▸ **LATIHAN TERTULIS A**: Salin ulang baris-baris dalam daftar di bawah tanpa perubahan, mulai dari baris yang memuat "For every instance of the wooden fence post, the" dan berakhir pada baris yang memuat "(1142, 686)".

New York (Riaunews.com) – Perserikatan Bangsa-Bangsa (PBB) mengungkapkan kekhawatirannya setelah Israel mengumumkan bahwa lebih dari 120.000 senjata telah didistribusikan kepada warga sipil Israel dalam setahun terakhir. Langkah ini diperkirakan akan terus berlanjut seiring dengan peningkatan ketegangan di wilayah tersebut.
Menurut Jeremy Laurence, juru bicara Kantor Komisaris Tinggi PBB untuk Hak Asasi Manusia, distribusi senjata yang masif ini, terutama sejak 7 Oktober 2023 ketika serangan Israel terhadap Gaza dimulai, memicu peringatan serius dari PBB seperti laporan Anadolu, Rabu (9/10/2024).
Laurence menyatakan keputusan ini hanya memperburuk situasi yang sudah genting, dan PBB khawatir akan adanya lonjakan kekerasan di kawasan itu.
Menteri Keamanan Nasional Israel, Itamar Ben-Gvir, yang dikenal dengan pandangan sayap kanannya, adalah sosok yang mengumumkan kebijakan distribusi senjata tersebut. Pernyataannya dinilai memicu kekhawatiran lebih lanjut, mengingat kekerasan yang terus meningkat di Tepi Barat yang diduduki.
Dalam sebuah laporan yang diterbitkan pada Desember lalu, Kantor Hak Asasi Manusia PBB menyoroti bahaya terkait distribusi senjata oleh militer Israel, yang berkaitan dengan peningkatan kekerasan oleh pemukim Israel di Tepi Barat.
Lebih dari sepertiga insiden kekerasan yang tercatat melibatkan senjata api, termasuk aksi penembakan. Hal ini menambah daftar kekerasan yang semakin panjang di wilayah yang terus bergolak.
Laurence juga merujuk laporan dari Sekretaris Jenderal PBB Antonio Guterres pada bulan September, yang mencatat lebih dari 1.350 serangan oleh warga Israel terhadap warga Palestina di Tepi Barat yang diduduki, di mana 55 serangan dilakukan dengan senjata api.
Distribusi senjata secara massal ini, terutama kepada warga sipil Israel, sangat berisiko dalam konteks kekerasan oleh pemukim yang terus meningkat.
Laurence memperingatkan hal ini dapat memperburuk situasi dan memicu lebih banyak serangan bersenjata terhadap warga Palestina.

▸ **DATA TUGAS**:
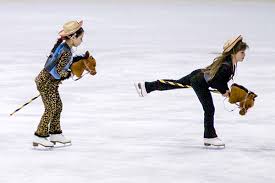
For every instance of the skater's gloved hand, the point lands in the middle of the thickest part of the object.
(226, 94)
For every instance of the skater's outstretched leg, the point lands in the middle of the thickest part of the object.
(143, 88)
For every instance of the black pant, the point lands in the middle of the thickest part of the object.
(198, 83)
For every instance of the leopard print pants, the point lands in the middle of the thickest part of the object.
(50, 120)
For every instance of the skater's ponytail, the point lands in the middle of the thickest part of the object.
(212, 69)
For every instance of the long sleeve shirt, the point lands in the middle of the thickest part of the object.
(223, 76)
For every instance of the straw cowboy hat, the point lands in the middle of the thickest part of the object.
(70, 28)
(231, 43)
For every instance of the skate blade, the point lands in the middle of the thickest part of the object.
(60, 144)
(215, 146)
(137, 89)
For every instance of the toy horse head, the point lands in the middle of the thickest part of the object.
(81, 63)
(243, 96)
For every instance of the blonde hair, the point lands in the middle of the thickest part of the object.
(212, 69)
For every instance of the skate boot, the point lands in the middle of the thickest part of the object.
(141, 90)
(60, 138)
(213, 142)
(43, 141)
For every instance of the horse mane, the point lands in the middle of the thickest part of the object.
(77, 58)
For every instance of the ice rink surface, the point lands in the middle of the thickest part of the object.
(117, 136)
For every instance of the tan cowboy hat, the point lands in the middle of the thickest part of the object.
(70, 28)
(231, 43)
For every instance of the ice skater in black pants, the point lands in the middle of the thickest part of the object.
(216, 76)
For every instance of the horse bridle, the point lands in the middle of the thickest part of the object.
(89, 71)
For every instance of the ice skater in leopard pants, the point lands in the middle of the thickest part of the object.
(56, 69)
(216, 76)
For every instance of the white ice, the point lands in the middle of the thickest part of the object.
(117, 136)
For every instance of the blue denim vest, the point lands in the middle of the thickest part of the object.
(53, 59)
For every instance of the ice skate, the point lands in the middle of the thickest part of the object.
(213, 142)
(43, 141)
(141, 90)
(60, 138)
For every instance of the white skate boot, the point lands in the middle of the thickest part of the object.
(141, 90)
(43, 141)
(213, 142)
(60, 138)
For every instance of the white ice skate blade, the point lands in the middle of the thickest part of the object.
(211, 146)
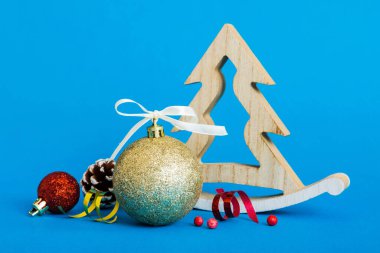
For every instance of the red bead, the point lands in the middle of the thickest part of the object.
(198, 221)
(212, 223)
(272, 220)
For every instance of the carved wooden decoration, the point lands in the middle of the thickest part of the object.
(273, 170)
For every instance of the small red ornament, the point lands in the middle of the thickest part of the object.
(56, 190)
(212, 223)
(272, 220)
(198, 221)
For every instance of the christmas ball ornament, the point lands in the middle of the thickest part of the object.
(198, 221)
(272, 220)
(157, 180)
(212, 223)
(58, 190)
(99, 177)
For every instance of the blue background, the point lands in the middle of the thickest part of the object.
(63, 64)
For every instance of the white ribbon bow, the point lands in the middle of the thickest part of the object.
(164, 115)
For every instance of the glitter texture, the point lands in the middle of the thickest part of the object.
(59, 189)
(157, 181)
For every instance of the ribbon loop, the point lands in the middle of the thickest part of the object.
(166, 115)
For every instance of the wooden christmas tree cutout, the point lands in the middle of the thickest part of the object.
(273, 171)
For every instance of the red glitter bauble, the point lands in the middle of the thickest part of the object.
(212, 223)
(59, 189)
(272, 220)
(198, 221)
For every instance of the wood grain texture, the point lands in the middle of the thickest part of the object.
(273, 170)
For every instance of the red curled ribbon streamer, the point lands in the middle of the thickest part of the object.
(228, 199)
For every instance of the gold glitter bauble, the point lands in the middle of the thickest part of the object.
(157, 181)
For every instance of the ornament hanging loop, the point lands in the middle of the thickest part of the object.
(166, 114)
(155, 130)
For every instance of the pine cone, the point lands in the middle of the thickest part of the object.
(99, 177)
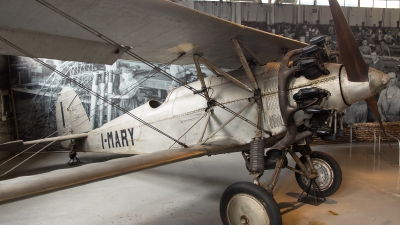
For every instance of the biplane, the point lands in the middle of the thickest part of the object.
(278, 94)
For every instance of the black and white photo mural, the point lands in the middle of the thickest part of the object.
(126, 83)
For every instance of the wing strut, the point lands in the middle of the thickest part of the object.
(245, 65)
(211, 66)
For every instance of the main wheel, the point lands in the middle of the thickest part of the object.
(246, 203)
(329, 174)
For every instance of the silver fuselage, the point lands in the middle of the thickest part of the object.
(181, 109)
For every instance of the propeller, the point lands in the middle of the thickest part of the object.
(353, 61)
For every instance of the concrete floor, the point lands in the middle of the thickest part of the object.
(189, 192)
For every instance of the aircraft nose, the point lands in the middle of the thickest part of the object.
(377, 80)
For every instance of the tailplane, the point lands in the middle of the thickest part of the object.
(70, 114)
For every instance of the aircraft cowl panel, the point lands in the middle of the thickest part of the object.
(356, 91)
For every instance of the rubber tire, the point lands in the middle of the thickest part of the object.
(259, 193)
(335, 168)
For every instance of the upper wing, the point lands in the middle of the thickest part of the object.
(157, 30)
(31, 185)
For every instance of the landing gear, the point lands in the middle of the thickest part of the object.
(329, 175)
(247, 203)
(72, 158)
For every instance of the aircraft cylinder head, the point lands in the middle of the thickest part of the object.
(257, 155)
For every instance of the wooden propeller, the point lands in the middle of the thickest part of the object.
(353, 61)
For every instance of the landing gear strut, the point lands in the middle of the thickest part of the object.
(72, 155)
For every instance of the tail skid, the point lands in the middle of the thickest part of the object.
(70, 114)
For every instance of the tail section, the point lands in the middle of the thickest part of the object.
(70, 114)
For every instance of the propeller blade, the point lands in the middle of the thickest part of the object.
(357, 69)
(373, 105)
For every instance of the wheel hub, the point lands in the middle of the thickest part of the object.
(247, 210)
(324, 174)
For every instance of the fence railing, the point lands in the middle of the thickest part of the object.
(379, 140)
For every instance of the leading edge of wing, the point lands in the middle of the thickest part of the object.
(21, 187)
(157, 30)
(10, 146)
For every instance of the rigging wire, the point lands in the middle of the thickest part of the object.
(127, 50)
(97, 112)
(92, 92)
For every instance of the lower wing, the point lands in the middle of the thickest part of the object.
(31, 185)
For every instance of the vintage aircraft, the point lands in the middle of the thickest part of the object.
(265, 104)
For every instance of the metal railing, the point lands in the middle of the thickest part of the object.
(379, 139)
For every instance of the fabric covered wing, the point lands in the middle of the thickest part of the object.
(20, 145)
(157, 30)
(37, 184)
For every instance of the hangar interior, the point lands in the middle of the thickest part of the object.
(190, 191)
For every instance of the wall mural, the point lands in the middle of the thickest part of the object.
(128, 84)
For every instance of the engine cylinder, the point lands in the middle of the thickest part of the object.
(257, 155)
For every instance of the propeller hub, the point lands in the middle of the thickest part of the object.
(377, 80)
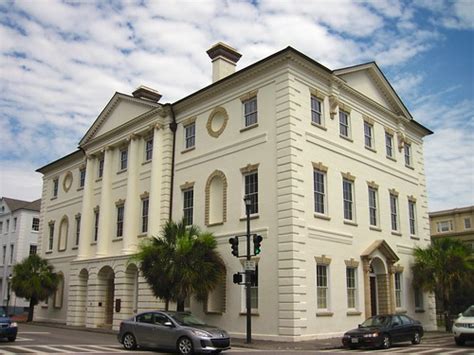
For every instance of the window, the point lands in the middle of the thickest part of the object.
(408, 158)
(148, 149)
(101, 167)
(250, 111)
(394, 211)
(51, 236)
(351, 287)
(319, 191)
(322, 286)
(188, 204)
(444, 226)
(251, 190)
(467, 223)
(190, 135)
(120, 211)
(373, 213)
(55, 187)
(347, 190)
(78, 228)
(96, 224)
(82, 177)
(389, 145)
(145, 205)
(33, 249)
(418, 298)
(35, 224)
(344, 124)
(398, 290)
(368, 135)
(316, 110)
(412, 216)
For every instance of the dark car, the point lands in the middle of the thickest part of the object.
(8, 329)
(384, 330)
(180, 331)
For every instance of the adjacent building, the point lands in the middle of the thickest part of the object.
(19, 229)
(333, 163)
(454, 223)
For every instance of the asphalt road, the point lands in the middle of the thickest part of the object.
(41, 339)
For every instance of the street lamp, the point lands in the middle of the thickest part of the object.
(248, 204)
(9, 280)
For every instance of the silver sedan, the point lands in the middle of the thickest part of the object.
(179, 331)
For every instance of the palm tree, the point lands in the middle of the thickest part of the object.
(442, 268)
(181, 262)
(34, 280)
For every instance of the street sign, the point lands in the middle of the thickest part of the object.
(249, 265)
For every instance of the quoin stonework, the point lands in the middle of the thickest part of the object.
(332, 159)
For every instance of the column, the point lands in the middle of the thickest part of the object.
(105, 212)
(87, 214)
(155, 184)
(132, 202)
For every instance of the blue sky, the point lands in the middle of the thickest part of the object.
(61, 61)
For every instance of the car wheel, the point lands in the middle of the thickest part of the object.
(185, 346)
(129, 341)
(386, 341)
(416, 338)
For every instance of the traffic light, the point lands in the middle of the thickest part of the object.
(257, 242)
(234, 242)
(237, 278)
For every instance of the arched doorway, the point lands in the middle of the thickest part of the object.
(106, 288)
(83, 279)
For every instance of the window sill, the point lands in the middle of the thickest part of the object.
(322, 216)
(346, 138)
(255, 125)
(188, 150)
(252, 216)
(319, 126)
(353, 313)
(324, 314)
(350, 223)
(253, 313)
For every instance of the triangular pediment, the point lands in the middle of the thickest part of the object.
(369, 80)
(120, 109)
(383, 247)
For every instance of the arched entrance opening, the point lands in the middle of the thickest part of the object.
(106, 288)
(83, 279)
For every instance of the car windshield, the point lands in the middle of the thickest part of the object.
(376, 321)
(469, 312)
(187, 319)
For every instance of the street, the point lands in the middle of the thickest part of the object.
(41, 339)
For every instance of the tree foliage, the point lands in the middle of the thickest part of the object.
(181, 262)
(35, 280)
(443, 268)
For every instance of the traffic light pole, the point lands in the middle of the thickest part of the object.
(247, 281)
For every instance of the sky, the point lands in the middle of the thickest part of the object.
(62, 61)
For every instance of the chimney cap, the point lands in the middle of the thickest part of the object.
(144, 92)
(224, 50)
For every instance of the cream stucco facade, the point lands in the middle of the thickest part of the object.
(285, 129)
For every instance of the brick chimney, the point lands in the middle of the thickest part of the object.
(224, 59)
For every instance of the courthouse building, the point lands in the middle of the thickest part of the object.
(332, 160)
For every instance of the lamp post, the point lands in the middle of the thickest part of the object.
(248, 204)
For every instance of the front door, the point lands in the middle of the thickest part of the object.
(373, 295)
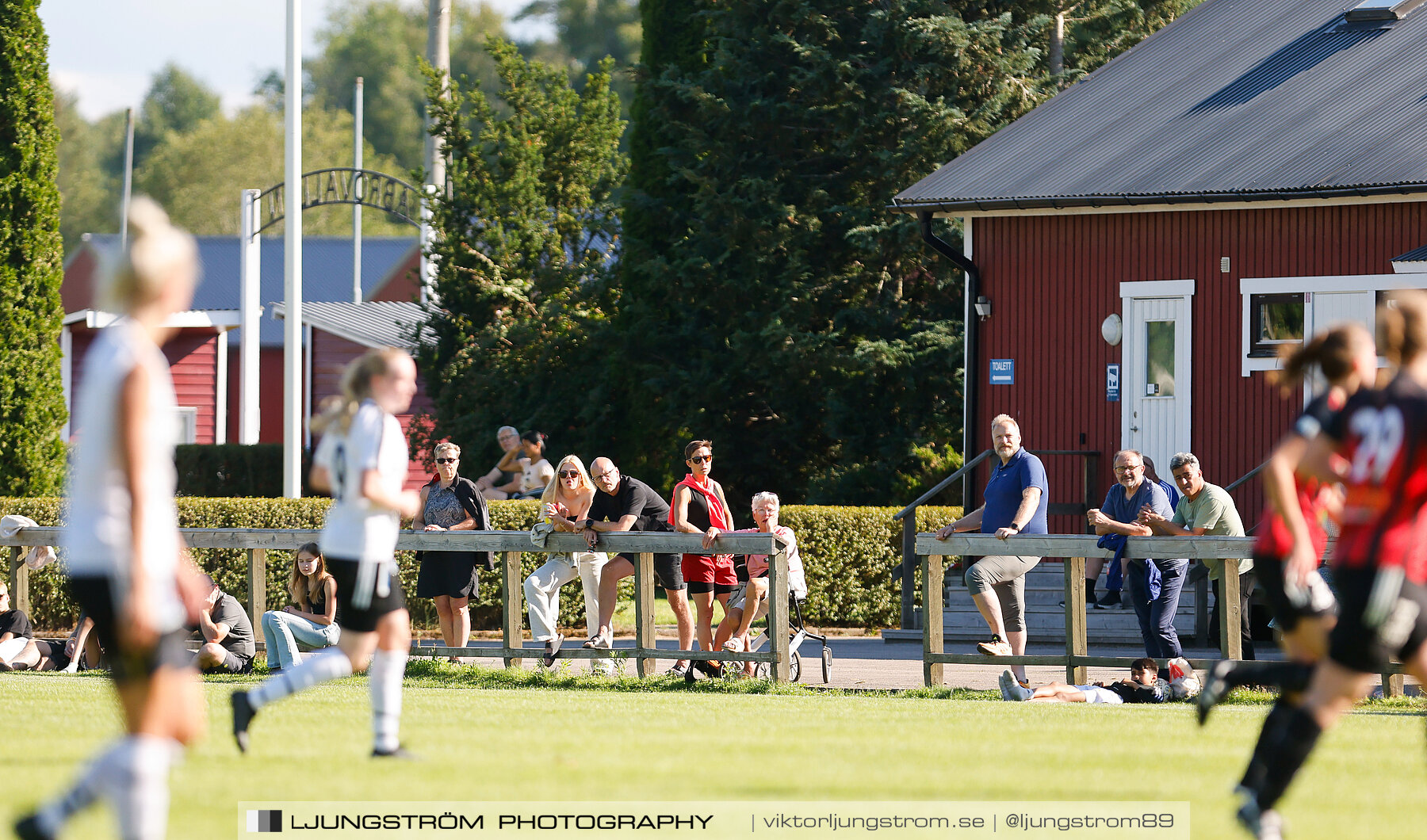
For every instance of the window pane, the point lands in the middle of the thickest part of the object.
(1279, 321)
(1159, 365)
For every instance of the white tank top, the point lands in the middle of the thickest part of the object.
(99, 533)
(357, 529)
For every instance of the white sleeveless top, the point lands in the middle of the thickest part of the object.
(357, 529)
(99, 535)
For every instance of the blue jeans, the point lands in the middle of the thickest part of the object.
(1157, 617)
(285, 632)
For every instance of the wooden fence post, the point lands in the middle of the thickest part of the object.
(644, 613)
(934, 605)
(511, 606)
(779, 670)
(257, 592)
(1077, 643)
(1230, 635)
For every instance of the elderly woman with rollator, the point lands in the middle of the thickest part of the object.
(1016, 499)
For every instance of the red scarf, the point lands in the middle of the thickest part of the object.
(718, 517)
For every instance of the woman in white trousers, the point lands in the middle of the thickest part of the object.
(565, 501)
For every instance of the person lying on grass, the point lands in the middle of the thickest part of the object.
(1142, 686)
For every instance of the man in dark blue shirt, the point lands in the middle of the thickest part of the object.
(1016, 499)
(1155, 585)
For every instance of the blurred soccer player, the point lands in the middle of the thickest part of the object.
(1379, 561)
(126, 559)
(363, 461)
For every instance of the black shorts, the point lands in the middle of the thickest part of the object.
(231, 663)
(1289, 606)
(98, 598)
(668, 569)
(1364, 642)
(363, 619)
(695, 586)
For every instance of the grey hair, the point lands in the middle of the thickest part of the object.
(767, 497)
(1182, 458)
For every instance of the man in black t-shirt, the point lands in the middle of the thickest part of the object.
(628, 504)
(228, 635)
(17, 651)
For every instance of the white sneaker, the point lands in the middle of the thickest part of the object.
(1011, 689)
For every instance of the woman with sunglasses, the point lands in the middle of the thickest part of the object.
(699, 508)
(450, 502)
(565, 502)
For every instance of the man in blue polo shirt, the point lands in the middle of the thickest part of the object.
(1155, 585)
(1016, 498)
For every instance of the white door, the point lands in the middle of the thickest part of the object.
(1156, 381)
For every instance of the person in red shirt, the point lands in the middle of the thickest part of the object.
(1377, 447)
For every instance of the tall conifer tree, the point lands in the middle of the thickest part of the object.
(32, 401)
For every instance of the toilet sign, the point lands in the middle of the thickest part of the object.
(1004, 371)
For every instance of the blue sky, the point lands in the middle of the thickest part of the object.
(109, 50)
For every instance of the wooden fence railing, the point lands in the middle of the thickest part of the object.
(508, 547)
(932, 554)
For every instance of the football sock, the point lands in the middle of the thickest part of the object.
(96, 781)
(1268, 738)
(1286, 676)
(384, 678)
(328, 665)
(142, 788)
(1296, 739)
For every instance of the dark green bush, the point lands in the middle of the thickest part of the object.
(848, 556)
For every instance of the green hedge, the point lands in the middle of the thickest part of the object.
(848, 555)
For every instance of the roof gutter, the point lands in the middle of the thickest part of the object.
(955, 206)
(972, 335)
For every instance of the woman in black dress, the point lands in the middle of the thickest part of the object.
(450, 502)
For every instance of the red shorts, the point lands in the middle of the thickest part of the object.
(710, 569)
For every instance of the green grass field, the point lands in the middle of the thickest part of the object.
(487, 735)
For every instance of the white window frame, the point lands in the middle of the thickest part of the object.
(1277, 285)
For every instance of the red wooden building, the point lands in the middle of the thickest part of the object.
(205, 353)
(1143, 242)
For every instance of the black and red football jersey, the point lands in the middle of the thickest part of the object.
(1383, 435)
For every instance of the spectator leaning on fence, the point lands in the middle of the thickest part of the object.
(1206, 510)
(1155, 585)
(1016, 498)
(499, 483)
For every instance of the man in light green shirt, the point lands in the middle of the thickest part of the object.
(1205, 508)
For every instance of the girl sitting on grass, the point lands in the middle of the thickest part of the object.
(310, 619)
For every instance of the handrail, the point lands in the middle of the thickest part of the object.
(510, 545)
(1077, 548)
(943, 483)
(1245, 476)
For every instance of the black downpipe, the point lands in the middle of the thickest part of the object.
(972, 328)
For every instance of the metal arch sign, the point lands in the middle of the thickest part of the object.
(346, 185)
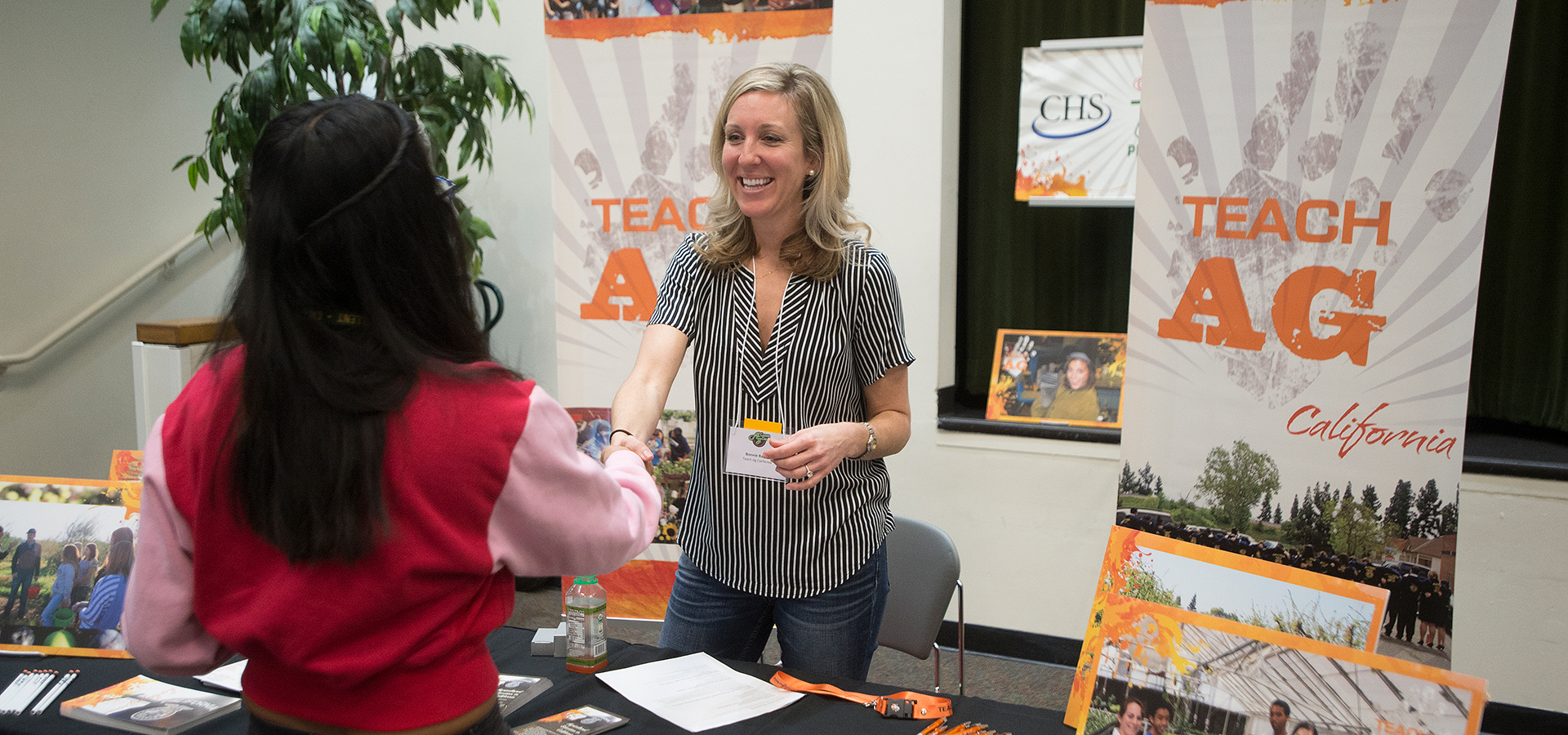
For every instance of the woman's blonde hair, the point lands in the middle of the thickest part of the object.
(817, 250)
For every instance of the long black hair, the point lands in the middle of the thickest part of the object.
(353, 279)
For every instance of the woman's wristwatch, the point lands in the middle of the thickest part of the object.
(871, 441)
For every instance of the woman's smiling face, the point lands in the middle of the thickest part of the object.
(765, 160)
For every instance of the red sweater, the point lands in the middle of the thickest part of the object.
(482, 482)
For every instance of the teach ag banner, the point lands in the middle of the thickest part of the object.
(1312, 201)
(1078, 119)
(632, 104)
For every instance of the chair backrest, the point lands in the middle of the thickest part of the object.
(922, 571)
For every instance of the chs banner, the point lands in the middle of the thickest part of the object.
(632, 105)
(1078, 119)
(1312, 199)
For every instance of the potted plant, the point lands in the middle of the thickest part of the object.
(292, 51)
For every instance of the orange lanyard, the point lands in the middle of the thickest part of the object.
(901, 706)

▸ **LATIHAN TERTULIS B**: Tentukan apakah setiap pernyataan berikut sesuai dengan berita tentang distribusi senjata di Israel, lalu jawab ya atau tidak disertai kutipan kata-kata dari berita itu yang menjadi penentunya. (i) Lebih dari 120.000 senjata dibagikan kepada warga sipil Israel dalam setahun terakhir. (ii) Jeremy Laurence adalah Sekretaris Jenderal PBB. (iii) Laporan Antonio Guterres mencatat 55 serangan yang dilakukan dengan senjata api.

▸ **HASIL LATIHAN A**:
For every instance of the wooden fence post, the point lands in the middle of the thickest part of the object.
(644, 613)
(934, 605)
(511, 606)
(779, 670)
(257, 592)
(1077, 643)
(1230, 635)
For every instance of the elderly woman with rollator, the point lands in the middle of the thickest part of the object.
(1016, 499)
For every instance of the red scarf, the point lands in the middle of the thickest part of the object.
(718, 517)
For every instance of the woman in white trousers, the point lands in the middle of the thickest part of the object.
(565, 501)
For every instance of the person lying on grass, the point lands in the middle of the thickest part of the object.
(1142, 686)

▸ **HASIL LATIHAN B**:
(i) Ya: "lebih dari 120.000 senjata telah didistribusikan kepada warga sipil Israel dalam setahun terakhir"
(ii) Tidak: "Jeremy Laurence, juru bicara Kantor Komisaris Tinggi PBB untuk Hak Asasi Manusia"
(iii) Ya: "di mana 55 serangan dilakukan dengan senjata api"